* [ACTIVITY]
Reproduce word for word the part of the Tujunga Wash article starting with "For decades, the" and going on through "conservation and recreation.".

* [EXTRACT TO READ]
· · · · · · ·

Extreme makeover: L.A. River edition

May 7, 2009

For decades, the Tujunga Wash was little more than an eye-sore, a concrete flood-control channel snaking through Valley subdivisions, a tributary of the equally blighted Los Angeles River. Its one purpose: to move runoff to the ocean.

No more.

A stretch of the Tujunga Wash between Vanowen and Oxnard streets in the Third District has now become a model for urban environmentalists, complete with hundreds of new trees and plants, a bike path and a stream that allows rainwater to seep into the aquifer rather than run straight to the sea.

It is, in sum, a beautiful blend of conservation and recreation.

The effort has been so successful that a second greenway project for the Tujunga Wash is now being launched by the Army Corps of Engineers with nearly $4 million in stimulus funds from Washington. Los Angeles County is expected to contribute an additional $1.25 million.

Scheduled for completion in early 2011, it will run from Vanowen to Sherman Way—a 3,000-foot mirror-image extension of the earlier greenway and stream restoration project that Supervisor Yaroslavsky has praised as “a template for the rest of the Los Angeles River.”

The greening of Tujunga Wash is, in fact, just one facet of an ambitious makeover
of the 51-mile-long L.A. River that was adopted in 1996 by the Board of Supervisors and involves a partnership between the city and county of Los Angeles, the U.S. Army Corps of Engineers and non-profit community groups that have raised money and supplied labor to replant sections of the river. The mission: to protect the river’s flood capabilities while enhancing adjacent communities with parks, recreational opportunities, environmental restoration, economic development and civic pride.

Already, segments of the river—near Griffith Park, for example—have been transformed with popular bike paths and thick natural vegetation that has attracted migratory birds and other wildlife. Some plans call for the removal of concrete along certain sections of the river to restore it to an even more natural state.

Work on the latest segment of the Tujunga Wash, which feeds runoff from Hansen Dam to the L.A. River, is expected to begin in summer, 2010, and be finished in six months. According to the Army Corps of Engineers, the project will bring an additional 14 acres of open space and native habitat to the area, as well as extend the stream that was earlier created by the county to cleanse runoff and replenish the aquifer.

“Continuing the work on this project is important to helping restore degraded habitat along the channel, providing nesting opportunities for migratory birds and establishing a corridor for wildlife movements,” said Col. Thomas H. Magness IV, commander of the corps’ Los Angeles District.

The project received federal stimulus dollars, according to Army Corps of Engineer officials, because it’s expected to create an estimated 32 jobs directly related to the work and an additional 55 jobs in industries supplying or supporting the construction, performing operations and maintenance and selling goods and services to the workers and their families.

· · · · · · ·

* [EXCERPTED DATA]

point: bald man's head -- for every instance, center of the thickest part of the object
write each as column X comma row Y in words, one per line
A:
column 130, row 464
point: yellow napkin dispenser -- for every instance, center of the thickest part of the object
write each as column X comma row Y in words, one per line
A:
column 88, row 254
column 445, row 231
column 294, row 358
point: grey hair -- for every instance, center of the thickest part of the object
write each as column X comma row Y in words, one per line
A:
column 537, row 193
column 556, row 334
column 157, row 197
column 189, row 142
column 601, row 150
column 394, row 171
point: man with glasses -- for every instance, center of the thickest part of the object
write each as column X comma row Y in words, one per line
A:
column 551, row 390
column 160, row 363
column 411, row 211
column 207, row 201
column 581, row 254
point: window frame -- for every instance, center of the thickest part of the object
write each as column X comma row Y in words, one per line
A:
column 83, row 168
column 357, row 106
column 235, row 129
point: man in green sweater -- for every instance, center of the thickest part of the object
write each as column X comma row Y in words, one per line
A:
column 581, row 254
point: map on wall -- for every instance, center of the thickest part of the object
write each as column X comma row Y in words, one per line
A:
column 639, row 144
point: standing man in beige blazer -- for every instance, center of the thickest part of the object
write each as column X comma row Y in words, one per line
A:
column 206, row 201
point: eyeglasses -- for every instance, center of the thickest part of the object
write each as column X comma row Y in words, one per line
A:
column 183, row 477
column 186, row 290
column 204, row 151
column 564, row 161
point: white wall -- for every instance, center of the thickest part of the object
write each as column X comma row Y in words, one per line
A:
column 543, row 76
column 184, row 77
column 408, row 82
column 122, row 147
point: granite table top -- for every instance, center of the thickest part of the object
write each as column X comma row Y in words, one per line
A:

· · · · · · ·

* [RESPONSE TO THE TASK]
For decades, the Tujunga Wash was little more than an eye-sore, a concrete flood-control channel snaking through Valley subdivisions, a tributary of the equally blighted Los Angeles River. Its one purpose: to move runoff to the ocean.

No more.

A stretch of the Tujunga Wash between Vanowen and Oxnard streets in the Third District has now become a model for urban environmentalists, complete with hundreds of new trees and plants, a bike path and a stream that allows rainwater to seep into the aquifer rather than run straight to the sea.

It is, in sum, a beautiful blend of conservation and recreation.